Goal >>
How many lines in the items below contain the string "flowering"? Treat case as significant and reply with only the number.

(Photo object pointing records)
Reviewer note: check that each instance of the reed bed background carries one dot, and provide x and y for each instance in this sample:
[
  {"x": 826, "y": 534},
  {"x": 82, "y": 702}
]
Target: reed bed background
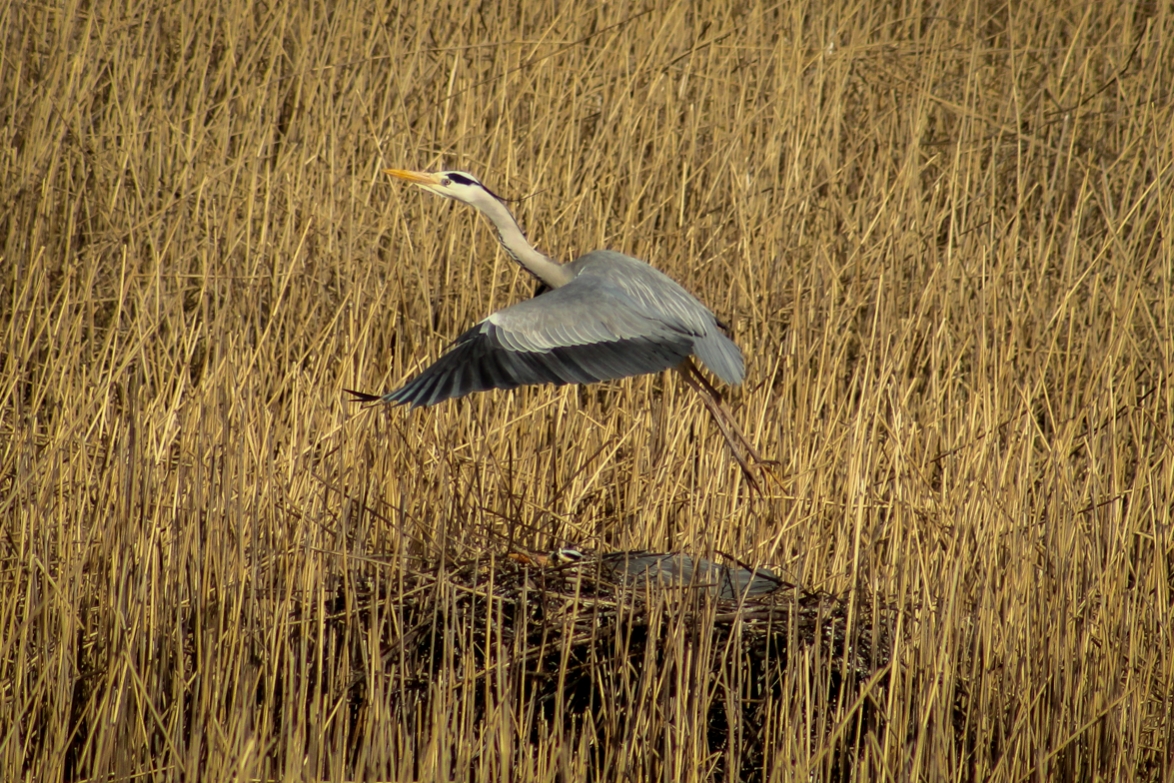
[{"x": 942, "y": 233}]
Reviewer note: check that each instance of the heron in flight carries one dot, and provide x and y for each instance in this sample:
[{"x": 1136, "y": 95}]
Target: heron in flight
[{"x": 607, "y": 316}]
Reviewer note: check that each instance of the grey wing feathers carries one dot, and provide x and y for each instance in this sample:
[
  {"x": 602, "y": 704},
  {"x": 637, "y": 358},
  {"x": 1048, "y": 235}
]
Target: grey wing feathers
[
  {"x": 582, "y": 332},
  {"x": 661, "y": 297}
]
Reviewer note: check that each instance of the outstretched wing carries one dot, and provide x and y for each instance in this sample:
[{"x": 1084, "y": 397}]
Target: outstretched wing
[{"x": 585, "y": 331}]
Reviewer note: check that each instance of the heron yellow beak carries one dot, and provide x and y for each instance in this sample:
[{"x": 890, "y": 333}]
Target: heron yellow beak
[{"x": 415, "y": 177}]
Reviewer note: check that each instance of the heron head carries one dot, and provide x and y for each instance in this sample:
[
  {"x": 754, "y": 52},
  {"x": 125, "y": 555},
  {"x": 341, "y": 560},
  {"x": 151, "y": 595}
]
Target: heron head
[{"x": 458, "y": 186}]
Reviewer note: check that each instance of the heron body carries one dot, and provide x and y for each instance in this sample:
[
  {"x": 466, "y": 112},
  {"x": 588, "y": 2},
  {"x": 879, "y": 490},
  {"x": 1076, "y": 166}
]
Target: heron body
[{"x": 607, "y": 316}]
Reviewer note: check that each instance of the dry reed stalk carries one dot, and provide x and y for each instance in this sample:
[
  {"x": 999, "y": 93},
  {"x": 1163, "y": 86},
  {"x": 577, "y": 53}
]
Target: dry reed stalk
[{"x": 942, "y": 231}]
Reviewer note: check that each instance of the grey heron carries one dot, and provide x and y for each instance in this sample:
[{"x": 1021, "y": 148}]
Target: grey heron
[{"x": 607, "y": 316}]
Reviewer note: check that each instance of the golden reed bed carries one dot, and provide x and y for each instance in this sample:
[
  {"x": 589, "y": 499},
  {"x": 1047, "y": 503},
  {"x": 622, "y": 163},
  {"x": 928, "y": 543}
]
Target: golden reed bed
[{"x": 942, "y": 234}]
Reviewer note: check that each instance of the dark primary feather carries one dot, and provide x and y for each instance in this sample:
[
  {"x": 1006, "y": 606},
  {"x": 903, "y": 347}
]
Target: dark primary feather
[
  {"x": 560, "y": 337},
  {"x": 618, "y": 317}
]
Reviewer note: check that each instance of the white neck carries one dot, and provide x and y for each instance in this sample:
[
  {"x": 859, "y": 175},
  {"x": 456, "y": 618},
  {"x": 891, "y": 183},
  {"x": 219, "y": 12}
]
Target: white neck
[{"x": 514, "y": 242}]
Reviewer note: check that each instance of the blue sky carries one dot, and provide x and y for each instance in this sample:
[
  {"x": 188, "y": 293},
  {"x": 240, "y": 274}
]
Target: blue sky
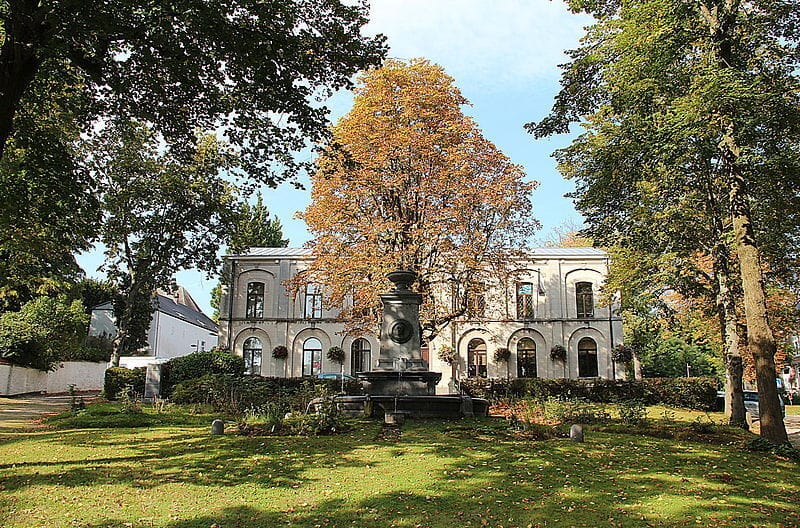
[{"x": 503, "y": 55}]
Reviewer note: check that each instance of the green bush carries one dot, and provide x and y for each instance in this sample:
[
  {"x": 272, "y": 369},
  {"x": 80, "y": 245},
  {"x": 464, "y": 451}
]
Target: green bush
[
  {"x": 117, "y": 379},
  {"x": 692, "y": 393},
  {"x": 239, "y": 394},
  {"x": 198, "y": 364}
]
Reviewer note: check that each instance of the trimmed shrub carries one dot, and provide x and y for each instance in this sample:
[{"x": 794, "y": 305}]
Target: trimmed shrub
[
  {"x": 237, "y": 394},
  {"x": 199, "y": 364},
  {"x": 118, "y": 379},
  {"x": 692, "y": 393}
]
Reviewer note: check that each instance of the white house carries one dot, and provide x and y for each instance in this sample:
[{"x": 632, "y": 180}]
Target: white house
[
  {"x": 178, "y": 328},
  {"x": 553, "y": 300}
]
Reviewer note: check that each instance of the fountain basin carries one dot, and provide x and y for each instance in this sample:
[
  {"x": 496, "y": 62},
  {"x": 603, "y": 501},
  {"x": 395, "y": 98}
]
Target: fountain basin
[{"x": 400, "y": 382}]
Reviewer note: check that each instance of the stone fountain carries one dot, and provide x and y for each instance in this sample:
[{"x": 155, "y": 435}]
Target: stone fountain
[{"x": 400, "y": 383}]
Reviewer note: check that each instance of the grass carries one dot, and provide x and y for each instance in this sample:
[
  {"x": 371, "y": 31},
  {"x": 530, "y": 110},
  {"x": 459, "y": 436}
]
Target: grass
[{"x": 171, "y": 473}]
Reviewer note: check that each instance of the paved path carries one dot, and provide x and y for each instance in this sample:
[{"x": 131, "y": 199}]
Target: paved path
[{"x": 21, "y": 412}]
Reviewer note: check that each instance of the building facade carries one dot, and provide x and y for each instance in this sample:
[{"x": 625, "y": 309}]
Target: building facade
[
  {"x": 177, "y": 328},
  {"x": 550, "y": 299}
]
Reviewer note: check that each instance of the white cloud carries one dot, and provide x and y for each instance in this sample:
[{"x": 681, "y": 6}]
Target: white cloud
[{"x": 491, "y": 44}]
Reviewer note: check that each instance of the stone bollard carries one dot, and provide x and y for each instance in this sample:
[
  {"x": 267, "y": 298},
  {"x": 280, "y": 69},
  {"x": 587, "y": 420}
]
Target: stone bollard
[
  {"x": 217, "y": 427},
  {"x": 394, "y": 418},
  {"x": 576, "y": 433}
]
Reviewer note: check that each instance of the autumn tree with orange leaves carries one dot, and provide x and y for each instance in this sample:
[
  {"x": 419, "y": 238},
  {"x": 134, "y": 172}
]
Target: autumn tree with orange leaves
[{"x": 409, "y": 182}]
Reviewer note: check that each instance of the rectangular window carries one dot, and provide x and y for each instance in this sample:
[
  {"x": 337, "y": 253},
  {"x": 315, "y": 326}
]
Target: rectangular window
[
  {"x": 255, "y": 300},
  {"x": 524, "y": 300},
  {"x": 584, "y": 300},
  {"x": 313, "y": 302}
]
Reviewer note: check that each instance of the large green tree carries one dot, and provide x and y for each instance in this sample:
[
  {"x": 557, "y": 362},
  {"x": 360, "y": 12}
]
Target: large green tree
[
  {"x": 690, "y": 106},
  {"x": 162, "y": 215}
]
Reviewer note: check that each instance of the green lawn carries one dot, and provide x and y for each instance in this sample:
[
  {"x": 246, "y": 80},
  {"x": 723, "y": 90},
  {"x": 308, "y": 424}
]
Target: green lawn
[{"x": 471, "y": 473}]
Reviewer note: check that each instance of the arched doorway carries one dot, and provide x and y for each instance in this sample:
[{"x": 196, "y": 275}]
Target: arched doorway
[
  {"x": 587, "y": 358},
  {"x": 526, "y": 358},
  {"x": 476, "y": 358},
  {"x": 252, "y": 351}
]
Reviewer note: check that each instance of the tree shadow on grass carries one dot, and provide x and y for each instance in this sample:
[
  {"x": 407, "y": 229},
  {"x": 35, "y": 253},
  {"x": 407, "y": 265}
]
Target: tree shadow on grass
[{"x": 463, "y": 479}]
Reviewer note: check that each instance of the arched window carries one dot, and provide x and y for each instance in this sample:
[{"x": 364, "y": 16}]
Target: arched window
[
  {"x": 584, "y": 300},
  {"x": 476, "y": 358},
  {"x": 313, "y": 302},
  {"x": 251, "y": 351},
  {"x": 526, "y": 358},
  {"x": 255, "y": 300},
  {"x": 312, "y": 357},
  {"x": 587, "y": 358},
  {"x": 524, "y": 300},
  {"x": 360, "y": 358}
]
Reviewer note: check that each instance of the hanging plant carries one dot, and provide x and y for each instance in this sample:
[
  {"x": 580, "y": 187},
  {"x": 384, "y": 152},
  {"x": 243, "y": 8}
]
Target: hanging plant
[
  {"x": 558, "y": 353},
  {"x": 447, "y": 354},
  {"x": 622, "y": 354},
  {"x": 502, "y": 354},
  {"x": 336, "y": 354}
]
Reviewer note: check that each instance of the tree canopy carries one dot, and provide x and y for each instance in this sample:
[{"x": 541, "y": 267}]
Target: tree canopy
[
  {"x": 692, "y": 115},
  {"x": 408, "y": 181}
]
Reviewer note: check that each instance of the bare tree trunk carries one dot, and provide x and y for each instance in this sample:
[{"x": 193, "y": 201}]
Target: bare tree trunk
[
  {"x": 726, "y": 310},
  {"x": 760, "y": 338}
]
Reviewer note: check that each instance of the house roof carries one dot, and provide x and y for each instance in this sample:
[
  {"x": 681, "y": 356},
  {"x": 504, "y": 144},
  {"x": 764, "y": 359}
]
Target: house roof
[
  {"x": 168, "y": 306},
  {"x": 543, "y": 252}
]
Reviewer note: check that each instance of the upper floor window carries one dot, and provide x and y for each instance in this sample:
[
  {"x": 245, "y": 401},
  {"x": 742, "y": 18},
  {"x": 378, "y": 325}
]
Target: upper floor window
[
  {"x": 476, "y": 303},
  {"x": 526, "y": 358},
  {"x": 312, "y": 357},
  {"x": 313, "y": 302},
  {"x": 524, "y": 300},
  {"x": 251, "y": 351},
  {"x": 584, "y": 299},
  {"x": 360, "y": 356},
  {"x": 255, "y": 300},
  {"x": 476, "y": 358},
  {"x": 587, "y": 358}
]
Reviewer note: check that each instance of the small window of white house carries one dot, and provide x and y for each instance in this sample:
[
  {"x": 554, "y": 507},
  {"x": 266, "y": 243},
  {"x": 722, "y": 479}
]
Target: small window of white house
[
  {"x": 255, "y": 300},
  {"x": 584, "y": 299},
  {"x": 312, "y": 357},
  {"x": 313, "y": 302}
]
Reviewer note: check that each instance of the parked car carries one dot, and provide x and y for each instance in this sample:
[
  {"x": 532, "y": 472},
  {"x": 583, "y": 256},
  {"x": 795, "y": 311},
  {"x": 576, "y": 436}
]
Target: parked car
[{"x": 750, "y": 402}]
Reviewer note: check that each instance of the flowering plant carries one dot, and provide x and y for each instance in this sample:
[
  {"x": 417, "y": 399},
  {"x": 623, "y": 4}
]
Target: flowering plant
[
  {"x": 502, "y": 354},
  {"x": 558, "y": 352}
]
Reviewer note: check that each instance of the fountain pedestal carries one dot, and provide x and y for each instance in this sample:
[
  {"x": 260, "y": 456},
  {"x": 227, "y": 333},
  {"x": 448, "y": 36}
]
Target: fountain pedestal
[{"x": 400, "y": 381}]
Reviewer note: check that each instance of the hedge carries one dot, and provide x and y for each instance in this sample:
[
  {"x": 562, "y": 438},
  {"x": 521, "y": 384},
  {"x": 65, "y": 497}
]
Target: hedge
[
  {"x": 118, "y": 378},
  {"x": 240, "y": 393},
  {"x": 198, "y": 364},
  {"x": 692, "y": 393}
]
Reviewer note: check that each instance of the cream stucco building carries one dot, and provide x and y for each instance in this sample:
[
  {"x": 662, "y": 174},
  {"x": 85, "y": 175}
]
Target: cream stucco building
[{"x": 552, "y": 298}]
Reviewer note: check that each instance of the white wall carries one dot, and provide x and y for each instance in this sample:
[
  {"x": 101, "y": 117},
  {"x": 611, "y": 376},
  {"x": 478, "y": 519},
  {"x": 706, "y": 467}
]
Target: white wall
[{"x": 84, "y": 375}]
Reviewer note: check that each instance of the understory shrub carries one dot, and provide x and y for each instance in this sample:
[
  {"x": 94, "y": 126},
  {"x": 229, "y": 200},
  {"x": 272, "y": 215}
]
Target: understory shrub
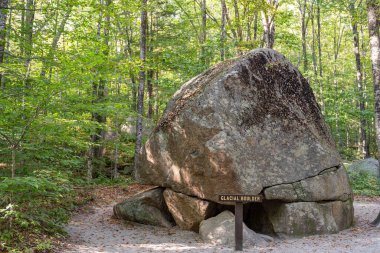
[{"x": 32, "y": 209}]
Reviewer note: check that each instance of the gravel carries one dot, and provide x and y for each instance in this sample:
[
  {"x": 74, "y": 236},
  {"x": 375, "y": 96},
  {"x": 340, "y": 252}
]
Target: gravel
[{"x": 95, "y": 230}]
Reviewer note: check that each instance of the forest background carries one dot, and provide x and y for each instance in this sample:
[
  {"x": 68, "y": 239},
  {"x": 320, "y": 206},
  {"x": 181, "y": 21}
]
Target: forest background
[{"x": 76, "y": 76}]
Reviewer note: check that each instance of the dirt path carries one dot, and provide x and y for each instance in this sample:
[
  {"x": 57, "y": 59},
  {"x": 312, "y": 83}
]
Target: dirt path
[{"x": 94, "y": 230}]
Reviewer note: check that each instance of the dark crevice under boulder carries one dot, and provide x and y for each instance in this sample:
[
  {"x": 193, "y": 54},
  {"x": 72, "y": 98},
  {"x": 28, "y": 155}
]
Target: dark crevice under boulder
[
  {"x": 147, "y": 207},
  {"x": 250, "y": 125}
]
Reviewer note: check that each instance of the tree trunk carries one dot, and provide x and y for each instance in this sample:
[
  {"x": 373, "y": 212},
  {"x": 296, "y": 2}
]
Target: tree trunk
[
  {"x": 223, "y": 34},
  {"x": 268, "y": 16},
  {"x": 140, "y": 101},
  {"x": 28, "y": 33},
  {"x": 90, "y": 167},
  {"x": 302, "y": 8},
  {"x": 255, "y": 25},
  {"x": 359, "y": 82},
  {"x": 6, "y": 47},
  {"x": 3, "y": 31},
  {"x": 54, "y": 44},
  {"x": 203, "y": 32},
  {"x": 115, "y": 173},
  {"x": 13, "y": 168},
  {"x": 150, "y": 93},
  {"x": 373, "y": 9},
  {"x": 320, "y": 66},
  {"x": 237, "y": 21}
]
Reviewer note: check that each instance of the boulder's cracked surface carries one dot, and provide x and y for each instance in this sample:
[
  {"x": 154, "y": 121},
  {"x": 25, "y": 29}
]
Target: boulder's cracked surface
[{"x": 239, "y": 127}]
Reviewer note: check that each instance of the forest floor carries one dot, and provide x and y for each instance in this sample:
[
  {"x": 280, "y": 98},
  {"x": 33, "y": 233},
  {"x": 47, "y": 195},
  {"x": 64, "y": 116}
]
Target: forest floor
[{"x": 93, "y": 229}]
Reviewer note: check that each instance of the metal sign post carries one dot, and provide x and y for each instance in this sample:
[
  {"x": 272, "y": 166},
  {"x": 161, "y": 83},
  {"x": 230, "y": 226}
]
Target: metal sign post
[{"x": 239, "y": 201}]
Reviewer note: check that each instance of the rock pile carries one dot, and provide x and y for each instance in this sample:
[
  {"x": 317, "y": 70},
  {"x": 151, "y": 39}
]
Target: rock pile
[{"x": 247, "y": 126}]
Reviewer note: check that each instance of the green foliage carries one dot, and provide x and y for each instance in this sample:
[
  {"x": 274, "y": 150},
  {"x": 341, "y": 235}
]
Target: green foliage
[
  {"x": 33, "y": 207},
  {"x": 364, "y": 183}
]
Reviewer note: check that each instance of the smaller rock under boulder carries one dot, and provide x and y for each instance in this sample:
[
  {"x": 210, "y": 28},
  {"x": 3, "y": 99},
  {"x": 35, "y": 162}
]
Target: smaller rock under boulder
[
  {"x": 188, "y": 212},
  {"x": 220, "y": 230},
  {"x": 332, "y": 184},
  {"x": 369, "y": 165},
  {"x": 309, "y": 218},
  {"x": 147, "y": 208}
]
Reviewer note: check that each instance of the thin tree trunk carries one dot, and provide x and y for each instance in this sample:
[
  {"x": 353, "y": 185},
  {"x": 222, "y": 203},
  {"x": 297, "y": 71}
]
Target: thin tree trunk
[
  {"x": 13, "y": 166},
  {"x": 150, "y": 93},
  {"x": 313, "y": 53},
  {"x": 373, "y": 9},
  {"x": 255, "y": 25},
  {"x": 359, "y": 82},
  {"x": 223, "y": 34},
  {"x": 365, "y": 97},
  {"x": 128, "y": 51},
  {"x": 140, "y": 101},
  {"x": 319, "y": 39},
  {"x": 115, "y": 173},
  {"x": 55, "y": 41},
  {"x": 302, "y": 8},
  {"x": 268, "y": 16},
  {"x": 203, "y": 32},
  {"x": 337, "y": 43},
  {"x": 3, "y": 30},
  {"x": 237, "y": 21},
  {"x": 320, "y": 66},
  {"x": 7, "y": 46},
  {"x": 90, "y": 167},
  {"x": 28, "y": 43}
]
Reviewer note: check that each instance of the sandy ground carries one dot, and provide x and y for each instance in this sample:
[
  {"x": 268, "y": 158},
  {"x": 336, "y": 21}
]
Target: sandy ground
[{"x": 93, "y": 229}]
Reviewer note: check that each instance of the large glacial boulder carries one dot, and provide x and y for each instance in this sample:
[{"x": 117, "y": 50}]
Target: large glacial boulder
[
  {"x": 147, "y": 207},
  {"x": 242, "y": 126}
]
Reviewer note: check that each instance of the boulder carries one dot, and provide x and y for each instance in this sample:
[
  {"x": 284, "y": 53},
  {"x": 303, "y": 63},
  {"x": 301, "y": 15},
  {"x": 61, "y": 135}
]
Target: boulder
[
  {"x": 331, "y": 184},
  {"x": 187, "y": 211},
  {"x": 369, "y": 165},
  {"x": 220, "y": 230},
  {"x": 244, "y": 125},
  {"x": 309, "y": 218},
  {"x": 147, "y": 208}
]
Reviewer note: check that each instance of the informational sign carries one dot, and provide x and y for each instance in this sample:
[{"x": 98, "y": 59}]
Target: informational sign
[
  {"x": 240, "y": 198},
  {"x": 239, "y": 201}
]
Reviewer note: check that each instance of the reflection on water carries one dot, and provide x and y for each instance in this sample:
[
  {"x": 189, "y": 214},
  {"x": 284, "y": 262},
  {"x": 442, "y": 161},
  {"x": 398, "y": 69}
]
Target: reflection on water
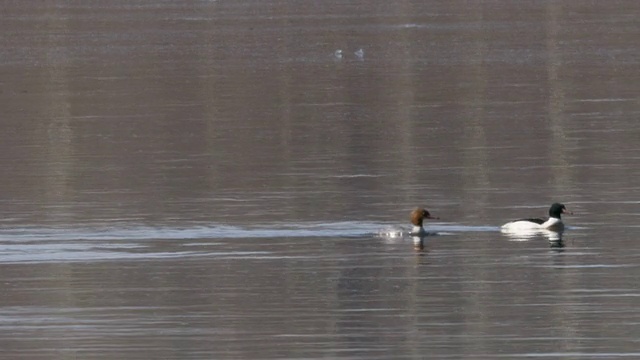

Exercise response >>
2